##### Excerpted passage #####

Project 2 - Ames Housing Data and Kaggle Challenge

Problem Statement

This project consists of a Multi-Linear Regression model, trained to predict the expected sale price of a house in Ames, IA based on known characteristics of the unit. Using a dataset from Kaggle.com, we sought to address the following question:

Ideally, using the data available we would like to be able to generalise this model across other cities and still be able to predict with a lower variance from actual data. In reality, we would expect there to be a drop in performance when we attempt to utilise the model created specificially from Ames Housing Data for another city. This in consequence will result in the requirement of additional data from each individual city in question if we want to attempt to achieve generalise for housing data across the USA. Hence, we would rather narrow our scope to at least be able to get a small glimspe on what property features are most important in accurately predicting sale prices of units in Ames, IA? We would also attempt to answer the question of what modeling approach yields the most accurate sale price predictions?

#####

▶ **Written task**:
What type of model does the Ames housing project description say was trained to predict house sale prices? The records below were drawn from a separate source.

##### Dataset entries #####

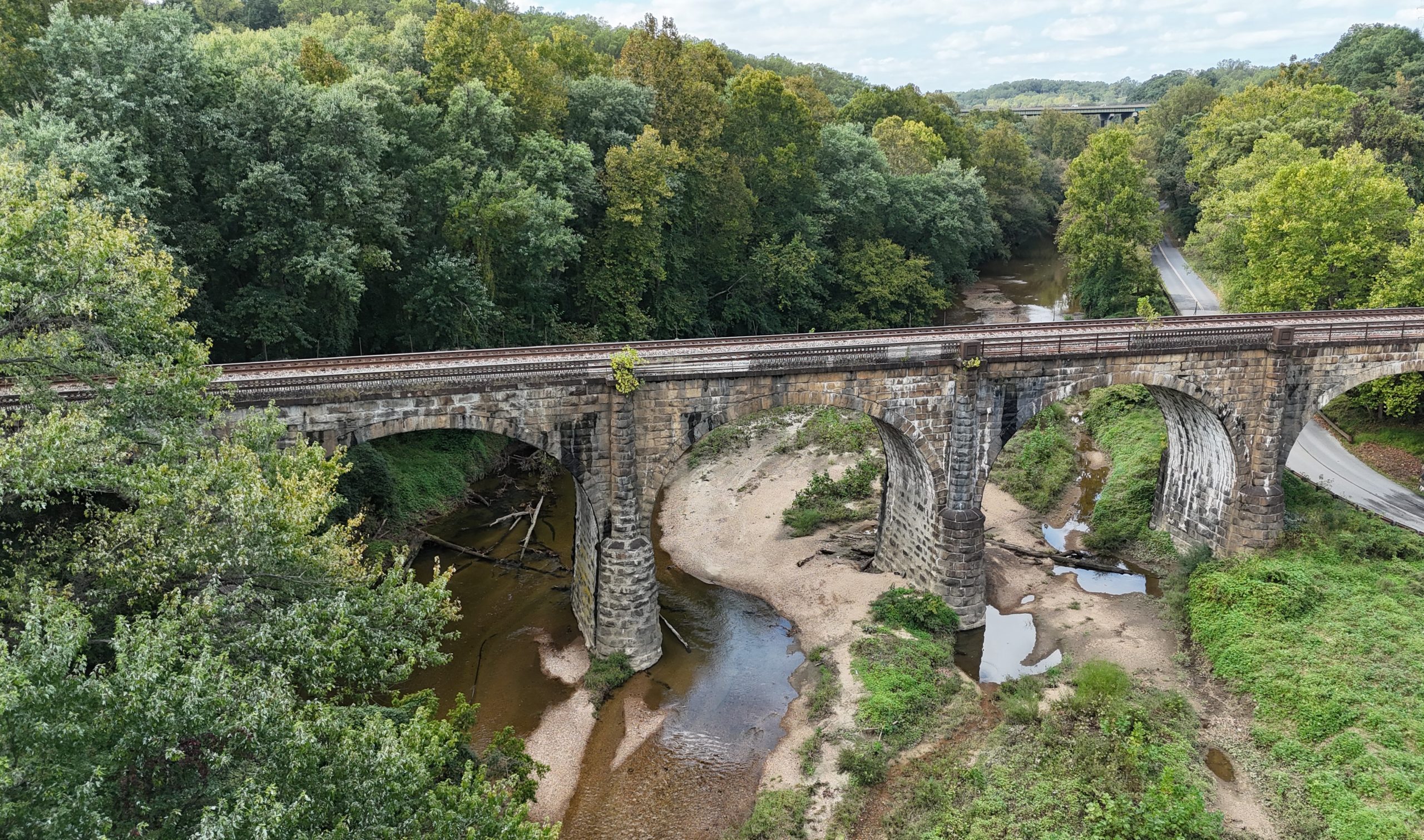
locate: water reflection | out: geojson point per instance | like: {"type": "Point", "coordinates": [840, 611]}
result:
{"type": "Point", "coordinates": [998, 650]}
{"type": "Point", "coordinates": [721, 704]}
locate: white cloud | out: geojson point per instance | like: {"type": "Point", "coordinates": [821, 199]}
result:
{"type": "Point", "coordinates": [959, 44]}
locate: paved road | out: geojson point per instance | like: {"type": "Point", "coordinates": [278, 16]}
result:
{"type": "Point", "coordinates": [1189, 294]}
{"type": "Point", "coordinates": [1318, 455]}
{"type": "Point", "coordinates": [1323, 460]}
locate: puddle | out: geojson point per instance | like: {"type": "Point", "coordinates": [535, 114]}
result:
{"type": "Point", "coordinates": [1090, 488]}
{"type": "Point", "coordinates": [1133, 579]}
{"type": "Point", "coordinates": [997, 651]}
{"type": "Point", "coordinates": [1219, 765]}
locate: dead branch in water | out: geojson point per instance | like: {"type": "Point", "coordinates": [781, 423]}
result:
{"type": "Point", "coordinates": [530, 533]}
{"type": "Point", "coordinates": [481, 556]}
{"type": "Point", "coordinates": [685, 645]}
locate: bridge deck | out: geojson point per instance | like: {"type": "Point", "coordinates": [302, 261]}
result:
{"type": "Point", "coordinates": [833, 349]}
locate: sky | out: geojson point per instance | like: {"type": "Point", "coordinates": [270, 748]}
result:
{"type": "Point", "coordinates": [963, 44]}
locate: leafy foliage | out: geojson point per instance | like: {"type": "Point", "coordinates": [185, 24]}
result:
{"type": "Point", "coordinates": [1121, 767]}
{"type": "Point", "coordinates": [916, 611]}
{"type": "Point", "coordinates": [1323, 634]}
{"type": "Point", "coordinates": [906, 681]}
{"type": "Point", "coordinates": [190, 645]}
{"type": "Point", "coordinates": [1125, 422]}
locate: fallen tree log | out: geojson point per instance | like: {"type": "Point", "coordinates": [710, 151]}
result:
{"type": "Point", "coordinates": [482, 556]}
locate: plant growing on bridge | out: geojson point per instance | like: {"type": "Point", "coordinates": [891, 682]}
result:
{"type": "Point", "coordinates": [623, 362]}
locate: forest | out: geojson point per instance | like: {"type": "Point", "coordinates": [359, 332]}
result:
{"type": "Point", "coordinates": [196, 638]}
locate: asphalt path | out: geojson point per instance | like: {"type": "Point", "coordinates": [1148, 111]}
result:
{"type": "Point", "coordinates": [1318, 455]}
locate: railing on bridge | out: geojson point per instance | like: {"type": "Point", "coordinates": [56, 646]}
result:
{"type": "Point", "coordinates": [258, 382]}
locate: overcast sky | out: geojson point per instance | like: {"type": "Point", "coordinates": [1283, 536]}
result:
{"type": "Point", "coordinates": [962, 44]}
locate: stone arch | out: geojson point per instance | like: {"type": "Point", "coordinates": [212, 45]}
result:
{"type": "Point", "coordinates": [590, 513]}
{"type": "Point", "coordinates": [1207, 460]}
{"type": "Point", "coordinates": [913, 493]}
{"type": "Point", "coordinates": [1361, 375]}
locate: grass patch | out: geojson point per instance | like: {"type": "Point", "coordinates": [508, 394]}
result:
{"type": "Point", "coordinates": [923, 614]}
{"type": "Point", "coordinates": [738, 435]}
{"type": "Point", "coordinates": [1039, 463]}
{"type": "Point", "coordinates": [1325, 634]}
{"type": "Point", "coordinates": [810, 749]}
{"type": "Point", "coordinates": [908, 681]}
{"type": "Point", "coordinates": [778, 815]}
{"type": "Point", "coordinates": [835, 500]}
{"type": "Point", "coordinates": [830, 430]}
{"type": "Point", "coordinates": [408, 478]}
{"type": "Point", "coordinates": [606, 674]}
{"type": "Point", "coordinates": [1125, 422]}
{"type": "Point", "coordinates": [1090, 769]}
{"type": "Point", "coordinates": [827, 691]}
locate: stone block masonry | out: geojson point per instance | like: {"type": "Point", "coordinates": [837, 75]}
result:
{"type": "Point", "coordinates": [1232, 415]}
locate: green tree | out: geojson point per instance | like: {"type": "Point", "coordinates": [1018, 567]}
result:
{"type": "Point", "coordinates": [189, 644]}
{"type": "Point", "coordinates": [1319, 234]}
{"type": "Point", "coordinates": [873, 105]}
{"type": "Point", "coordinates": [1369, 56]}
{"type": "Point", "coordinates": [1108, 220]}
{"type": "Point", "coordinates": [604, 113]}
{"type": "Point", "coordinates": [1061, 136]}
{"type": "Point", "coordinates": [1229, 130]}
{"type": "Point", "coordinates": [911, 147]}
{"type": "Point", "coordinates": [685, 79]}
{"type": "Point", "coordinates": [629, 257]}
{"type": "Point", "coordinates": [774, 138]}
{"type": "Point", "coordinates": [943, 215]}
{"type": "Point", "coordinates": [1011, 180]}
{"type": "Point", "coordinates": [490, 46]}
{"type": "Point", "coordinates": [882, 287]}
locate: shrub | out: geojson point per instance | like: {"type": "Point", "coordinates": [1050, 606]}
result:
{"type": "Point", "coordinates": [908, 683]}
{"type": "Point", "coordinates": [1100, 684]}
{"type": "Point", "coordinates": [866, 762]}
{"type": "Point", "coordinates": [914, 611]}
{"type": "Point", "coordinates": [606, 674]}
{"type": "Point", "coordinates": [778, 815]}
{"type": "Point", "coordinates": [828, 500]}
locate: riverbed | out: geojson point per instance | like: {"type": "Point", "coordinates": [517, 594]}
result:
{"type": "Point", "coordinates": [681, 749]}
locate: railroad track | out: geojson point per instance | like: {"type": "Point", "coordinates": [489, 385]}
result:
{"type": "Point", "coordinates": [288, 377]}
{"type": "Point", "coordinates": [993, 335]}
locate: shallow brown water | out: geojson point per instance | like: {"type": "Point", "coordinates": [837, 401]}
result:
{"type": "Point", "coordinates": [1036, 281]}
{"type": "Point", "coordinates": [724, 699]}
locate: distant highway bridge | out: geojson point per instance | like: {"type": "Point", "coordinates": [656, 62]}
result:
{"type": "Point", "coordinates": [1102, 112]}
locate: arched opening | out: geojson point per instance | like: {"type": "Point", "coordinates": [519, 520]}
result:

#####

▶ **Finished exercise**:
A Multi-Linear Regression model.